> [Work to complete] Copy the records starting at the line that contains "If you could tag each instance of the light" and ending with the last of the records, swapping "tile floor" for "ceramic floor" and leaving everything else unchanged.

> [Supplied material]

━━━━━━━━━━━━━━━━━━━━━━━━━━━━━━

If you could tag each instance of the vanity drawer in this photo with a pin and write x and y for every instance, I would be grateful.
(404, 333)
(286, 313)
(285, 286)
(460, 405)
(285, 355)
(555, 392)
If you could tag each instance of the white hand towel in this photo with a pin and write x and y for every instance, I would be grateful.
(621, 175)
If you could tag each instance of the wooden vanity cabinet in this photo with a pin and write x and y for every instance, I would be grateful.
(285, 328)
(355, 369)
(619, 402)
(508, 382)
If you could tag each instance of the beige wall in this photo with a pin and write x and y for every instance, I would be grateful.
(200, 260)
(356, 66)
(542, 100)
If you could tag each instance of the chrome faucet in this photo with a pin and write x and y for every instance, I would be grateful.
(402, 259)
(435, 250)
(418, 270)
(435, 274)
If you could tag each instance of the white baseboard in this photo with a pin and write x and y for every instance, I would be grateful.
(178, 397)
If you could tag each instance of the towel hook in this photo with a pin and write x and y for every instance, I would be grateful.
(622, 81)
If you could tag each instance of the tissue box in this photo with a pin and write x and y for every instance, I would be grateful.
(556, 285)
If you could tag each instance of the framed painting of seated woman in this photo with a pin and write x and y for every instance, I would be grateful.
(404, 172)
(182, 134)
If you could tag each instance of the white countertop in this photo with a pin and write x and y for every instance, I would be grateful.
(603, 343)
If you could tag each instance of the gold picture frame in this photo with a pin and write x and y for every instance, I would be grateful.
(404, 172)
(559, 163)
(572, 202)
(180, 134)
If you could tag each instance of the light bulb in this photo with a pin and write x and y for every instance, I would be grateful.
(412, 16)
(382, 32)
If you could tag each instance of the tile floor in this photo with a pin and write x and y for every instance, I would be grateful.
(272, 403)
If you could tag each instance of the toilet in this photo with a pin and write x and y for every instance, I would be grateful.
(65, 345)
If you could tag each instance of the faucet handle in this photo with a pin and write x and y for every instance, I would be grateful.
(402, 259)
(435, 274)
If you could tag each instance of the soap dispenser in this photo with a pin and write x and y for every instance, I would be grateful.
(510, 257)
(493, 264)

━━━━━━━━━━━━━━━━━━━━━━━━━━━━━━

> [Finished task]
If you could tag each instance of the light bulb in this photo with a pin and write x and y for every instance, I would be grateful.
(412, 16)
(382, 32)
If you could tag each instance of the ceramic floor in this photo with a pin and write x and y for every instance, I would be grateful.
(272, 403)
If you could tag each instance of the toilet in this photo with a pin and write x and y for every instance, I would be grateful.
(65, 345)
If you could tag each instance of the faucet handle in this photo with a pin and write x and y for every instance, I would be grateful.
(402, 259)
(435, 274)
If you could tag each instance of the soap dispenser in this photo with a pin and write x and y for every instance, I would be grateful.
(510, 257)
(493, 264)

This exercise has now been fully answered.